WRITTEN INSTRUCTION
Would you return the complete listing below word for word?

DATA SECTION
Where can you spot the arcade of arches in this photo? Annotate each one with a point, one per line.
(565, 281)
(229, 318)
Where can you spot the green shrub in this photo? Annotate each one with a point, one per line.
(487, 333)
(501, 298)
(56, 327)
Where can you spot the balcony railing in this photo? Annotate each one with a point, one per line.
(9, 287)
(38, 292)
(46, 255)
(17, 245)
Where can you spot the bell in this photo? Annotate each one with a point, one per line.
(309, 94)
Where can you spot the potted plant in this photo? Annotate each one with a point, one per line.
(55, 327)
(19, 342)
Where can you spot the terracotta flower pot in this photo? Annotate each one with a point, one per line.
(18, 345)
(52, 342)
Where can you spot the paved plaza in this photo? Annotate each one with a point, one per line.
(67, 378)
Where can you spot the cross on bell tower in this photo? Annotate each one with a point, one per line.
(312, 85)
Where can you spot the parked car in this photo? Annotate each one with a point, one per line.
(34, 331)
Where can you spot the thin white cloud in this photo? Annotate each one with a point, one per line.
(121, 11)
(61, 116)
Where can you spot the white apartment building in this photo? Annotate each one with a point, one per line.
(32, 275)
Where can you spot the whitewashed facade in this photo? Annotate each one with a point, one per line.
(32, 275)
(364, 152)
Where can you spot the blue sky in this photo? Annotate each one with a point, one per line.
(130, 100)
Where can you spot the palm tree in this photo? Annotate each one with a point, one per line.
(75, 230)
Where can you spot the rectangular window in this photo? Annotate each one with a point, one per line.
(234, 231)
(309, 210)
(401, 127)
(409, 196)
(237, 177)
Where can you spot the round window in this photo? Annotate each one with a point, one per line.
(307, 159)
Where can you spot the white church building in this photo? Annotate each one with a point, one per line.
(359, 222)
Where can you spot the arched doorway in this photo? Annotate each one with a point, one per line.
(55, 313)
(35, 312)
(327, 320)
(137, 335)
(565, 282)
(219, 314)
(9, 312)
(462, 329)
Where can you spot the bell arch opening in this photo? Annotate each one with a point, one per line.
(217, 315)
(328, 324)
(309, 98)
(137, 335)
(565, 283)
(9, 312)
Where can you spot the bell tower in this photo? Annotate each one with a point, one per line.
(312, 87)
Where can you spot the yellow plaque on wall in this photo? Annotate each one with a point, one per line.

EXERCISE OUTPUT
Where can you spot the arcade of arches in this photo? Annotate each one with a point, one per line.
(565, 281)
(229, 318)
Where can you spot the green shrub in this photo? Annotate each one with a point, one per line.
(487, 333)
(501, 298)
(56, 327)
Where can you spot the balcony railing in this photo? Annotate each one with a point, one per line.
(9, 287)
(38, 292)
(46, 255)
(17, 245)
Where can you spot the bell in this photo? Annotate each one with a point, one per line.
(309, 94)
Where can you spot the potted plant in this photo? Annotate each one with a point, one per line.
(55, 327)
(19, 342)
Where can you spot the terracotta flower pot in this photo? Annotate each one with a point, one per line.
(18, 345)
(52, 342)
Where can you spot the paved plaza in this photo? Annotate each one with a point, one per line.
(67, 378)
Where can you spot the cross on bell tower in this photo? Annotate each one with a point, one per line.
(312, 85)
Where can you spot the parked car in this photo? Annotate each one with a point, one per line.
(34, 331)
Where can you spot the thin white cloud in this photo? Annotate each one with a point, one per line.
(121, 11)
(61, 116)
Where can you spot the white apartment building in this photo? Annotate each one with a point, one per line.
(32, 275)
Where can you spot the whitewashed facade in this photo? Annotate each one with a point, one per line.
(32, 275)
(364, 152)
Where can you spot the blue sky in this photo? Annotate each one with a point, one per line.
(130, 100)
Where can you spot the palm tree in this photo? Annotate each one with a point, one per line.
(75, 230)
Where can you spot the rectangular window in this photo? Annotate each one with a point, one per line.
(234, 231)
(309, 210)
(401, 127)
(409, 196)
(237, 177)
Where can you spot the round window in this photo? Annotate each one with a point, one per line.
(307, 159)
Where can you spot the white church building in this photo? Annotate each one with a point, one per line.
(359, 222)
Where can you spot the arched doorway in this photo? Annotate each one with a point, one per line.
(55, 313)
(35, 312)
(327, 320)
(137, 335)
(565, 282)
(219, 314)
(9, 312)
(462, 329)
Where can you spot the bell arch opening in this photo? Annotate each one with a point, one per line.
(217, 315)
(328, 324)
(309, 98)
(137, 335)
(565, 283)
(9, 312)
Where can you spot the bell tower in this photo? Annotate each one with a point, one per line.
(312, 87)
Where can you spot the yellow plaque on wall in this photo? Annotate each one with a point, one per line.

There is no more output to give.